SHORT EXERCISE 1
How many lines of the records contain the string "track"? Case counts, and your reply should be the number alone.

EXCERPTED PASSAGE
⁂
Industry 4.0: Flexible, reactive and very digital

13 February 2018
DMT4.0
Increasingly automated sites, interconnected machines, systems and products, “modules” capable of adapting themselves practically in real-time to consumer demands: digital transformation in industry, particularly dynamic in Germany, has established itself as a vital economic issue. Although humans will not be removed entirely from the equation, their roles will evolve extensively. Explanations and examples with Pierre-Sylvain Roos, expert on these subjects within the Group.
How did the concepts of the factory of the future and Industry 4.0 emerge?

The movement began at the start of the 2010s with the Germans. They wanted to react to the increasing power of the Internet’s major players, in which they see a threat to their industrial fabric. It is true that strengthened by their investment capacity, their mastery of the value chain and their access to a colossal number of clients, the giants of the digital economy potentially appear to be formidable competitors.
⁂
DATA SUPPLIED
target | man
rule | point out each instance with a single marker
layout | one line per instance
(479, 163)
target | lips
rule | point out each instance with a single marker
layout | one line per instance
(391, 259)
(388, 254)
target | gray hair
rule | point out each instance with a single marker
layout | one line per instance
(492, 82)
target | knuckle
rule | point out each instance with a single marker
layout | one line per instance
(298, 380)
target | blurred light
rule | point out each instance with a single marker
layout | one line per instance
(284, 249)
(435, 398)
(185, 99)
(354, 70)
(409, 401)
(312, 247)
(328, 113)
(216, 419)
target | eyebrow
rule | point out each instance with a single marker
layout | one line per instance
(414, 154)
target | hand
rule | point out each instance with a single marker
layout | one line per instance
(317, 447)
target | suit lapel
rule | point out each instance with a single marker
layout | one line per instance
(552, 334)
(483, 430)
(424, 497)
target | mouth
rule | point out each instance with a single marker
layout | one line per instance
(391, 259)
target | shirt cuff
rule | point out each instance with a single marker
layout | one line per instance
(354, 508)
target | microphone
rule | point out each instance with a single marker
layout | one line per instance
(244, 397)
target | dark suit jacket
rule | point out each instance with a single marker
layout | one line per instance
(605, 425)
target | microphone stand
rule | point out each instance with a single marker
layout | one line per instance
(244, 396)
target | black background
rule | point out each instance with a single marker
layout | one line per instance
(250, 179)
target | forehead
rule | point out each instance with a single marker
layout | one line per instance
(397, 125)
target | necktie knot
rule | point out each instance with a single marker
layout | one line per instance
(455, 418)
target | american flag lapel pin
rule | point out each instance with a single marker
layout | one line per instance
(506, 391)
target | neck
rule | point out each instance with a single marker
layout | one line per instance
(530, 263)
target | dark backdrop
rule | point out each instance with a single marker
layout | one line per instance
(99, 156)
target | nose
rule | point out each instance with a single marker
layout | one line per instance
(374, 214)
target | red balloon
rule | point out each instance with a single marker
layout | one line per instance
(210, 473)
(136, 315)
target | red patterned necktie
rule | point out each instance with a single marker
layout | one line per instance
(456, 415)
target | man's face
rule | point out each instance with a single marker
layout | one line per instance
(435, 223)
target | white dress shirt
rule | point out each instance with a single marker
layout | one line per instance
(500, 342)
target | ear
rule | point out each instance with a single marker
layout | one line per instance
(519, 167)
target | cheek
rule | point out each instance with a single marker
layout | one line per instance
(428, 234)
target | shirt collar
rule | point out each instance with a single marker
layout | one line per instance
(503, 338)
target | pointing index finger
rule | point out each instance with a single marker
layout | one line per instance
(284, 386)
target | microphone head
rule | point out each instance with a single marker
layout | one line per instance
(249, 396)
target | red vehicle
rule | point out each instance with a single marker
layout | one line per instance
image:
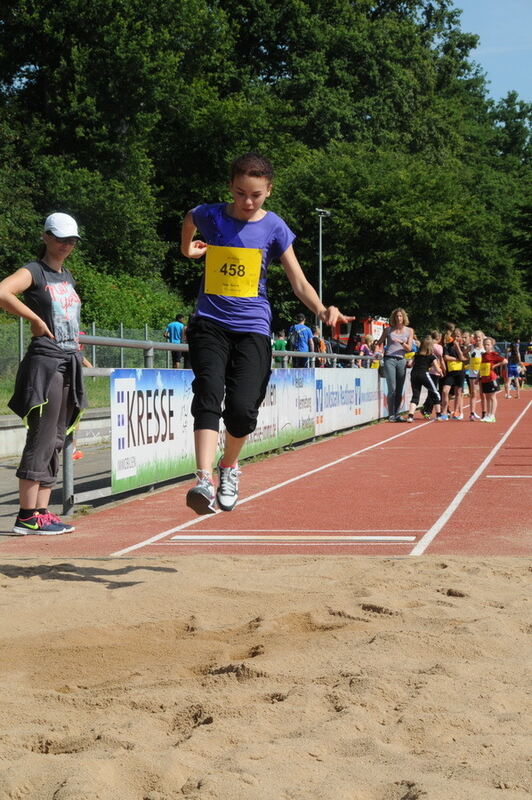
(345, 335)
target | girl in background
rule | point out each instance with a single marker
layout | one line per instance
(424, 359)
(229, 336)
(49, 384)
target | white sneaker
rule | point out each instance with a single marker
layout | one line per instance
(201, 497)
(227, 494)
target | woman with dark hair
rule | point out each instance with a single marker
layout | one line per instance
(397, 339)
(229, 337)
(49, 386)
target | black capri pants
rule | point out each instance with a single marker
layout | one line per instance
(420, 379)
(46, 434)
(231, 364)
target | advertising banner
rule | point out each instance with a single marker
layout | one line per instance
(151, 426)
(152, 437)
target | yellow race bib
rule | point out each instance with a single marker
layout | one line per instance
(474, 363)
(232, 271)
(454, 366)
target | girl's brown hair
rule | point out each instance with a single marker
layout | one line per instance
(252, 164)
(393, 317)
(425, 348)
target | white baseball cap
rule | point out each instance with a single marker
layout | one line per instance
(61, 225)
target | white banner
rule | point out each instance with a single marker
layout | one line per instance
(152, 427)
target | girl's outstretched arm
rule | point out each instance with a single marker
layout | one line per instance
(190, 247)
(305, 292)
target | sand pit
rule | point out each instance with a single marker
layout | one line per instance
(275, 678)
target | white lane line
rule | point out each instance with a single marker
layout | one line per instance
(431, 534)
(508, 476)
(307, 531)
(299, 477)
(171, 543)
(221, 537)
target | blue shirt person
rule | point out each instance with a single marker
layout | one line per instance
(174, 334)
(300, 339)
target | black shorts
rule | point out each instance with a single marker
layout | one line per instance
(455, 379)
(490, 386)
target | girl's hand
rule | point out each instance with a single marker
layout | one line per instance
(332, 315)
(196, 249)
(40, 328)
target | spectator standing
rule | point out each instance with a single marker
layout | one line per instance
(365, 350)
(436, 371)
(48, 392)
(491, 361)
(397, 340)
(279, 346)
(513, 371)
(175, 334)
(300, 339)
(319, 347)
(473, 375)
(229, 335)
(454, 379)
(420, 376)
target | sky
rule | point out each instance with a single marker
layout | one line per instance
(505, 49)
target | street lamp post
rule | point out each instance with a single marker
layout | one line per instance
(321, 212)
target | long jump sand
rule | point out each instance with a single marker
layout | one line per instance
(265, 678)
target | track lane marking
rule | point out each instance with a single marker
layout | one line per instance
(431, 534)
(301, 476)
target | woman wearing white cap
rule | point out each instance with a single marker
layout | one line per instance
(49, 387)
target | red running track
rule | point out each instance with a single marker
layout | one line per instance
(453, 488)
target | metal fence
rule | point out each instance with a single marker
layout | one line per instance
(146, 356)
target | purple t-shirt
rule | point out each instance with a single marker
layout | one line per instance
(269, 234)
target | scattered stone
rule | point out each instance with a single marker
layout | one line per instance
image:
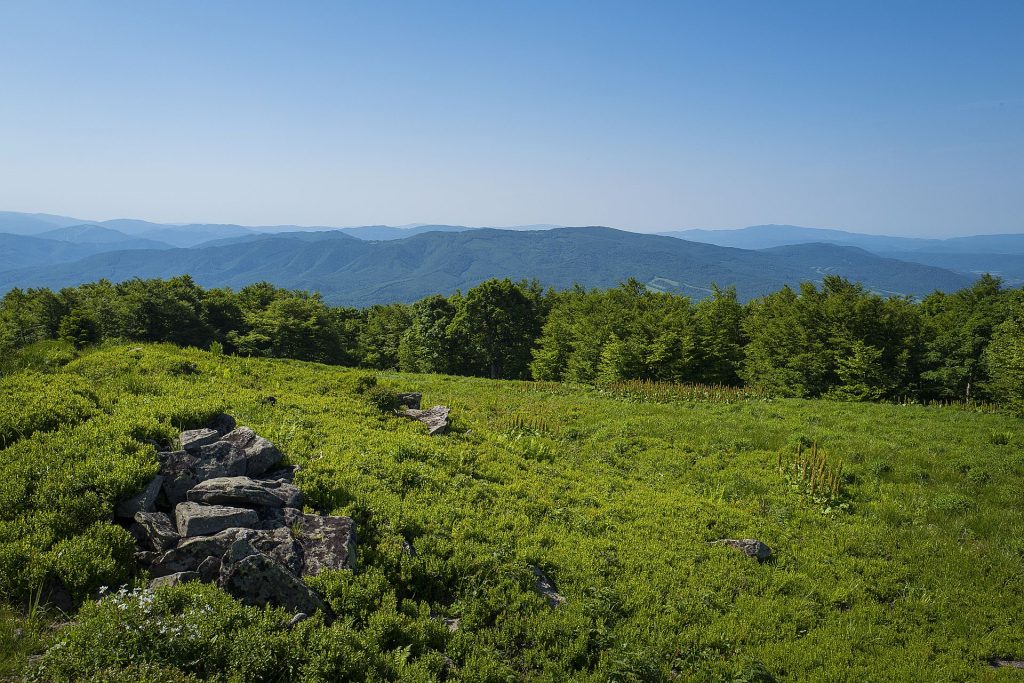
(158, 529)
(750, 547)
(245, 492)
(258, 580)
(286, 474)
(144, 501)
(182, 470)
(146, 557)
(194, 439)
(175, 579)
(196, 519)
(410, 399)
(328, 543)
(546, 588)
(223, 423)
(434, 418)
(209, 569)
(260, 455)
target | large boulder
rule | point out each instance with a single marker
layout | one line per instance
(256, 579)
(158, 529)
(196, 519)
(246, 492)
(434, 418)
(194, 439)
(328, 543)
(183, 469)
(144, 501)
(260, 455)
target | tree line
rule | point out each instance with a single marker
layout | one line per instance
(835, 340)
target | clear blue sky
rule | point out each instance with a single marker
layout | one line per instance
(882, 117)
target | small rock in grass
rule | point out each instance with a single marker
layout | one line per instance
(750, 547)
(434, 418)
(196, 519)
(260, 455)
(246, 492)
(410, 399)
(197, 438)
(174, 579)
(158, 528)
(546, 588)
(328, 543)
(144, 501)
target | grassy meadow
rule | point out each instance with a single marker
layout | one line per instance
(898, 549)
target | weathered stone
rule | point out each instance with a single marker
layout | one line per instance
(246, 492)
(182, 469)
(258, 580)
(328, 543)
(194, 439)
(434, 418)
(271, 518)
(223, 423)
(546, 588)
(158, 528)
(190, 553)
(260, 455)
(750, 547)
(145, 557)
(175, 579)
(141, 502)
(286, 473)
(196, 519)
(410, 399)
(209, 569)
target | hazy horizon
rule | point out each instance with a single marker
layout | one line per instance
(885, 119)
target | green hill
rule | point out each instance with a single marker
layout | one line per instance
(910, 568)
(350, 271)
⁂
SHORT EXERCISE 2
In the Industry 4.0 article, what did the Germans see as a threat to their industrial fabric?

COMPLETE ANSWER 1
2

COMPLETE ANSWER 2
The increasing power of the Internet's major players.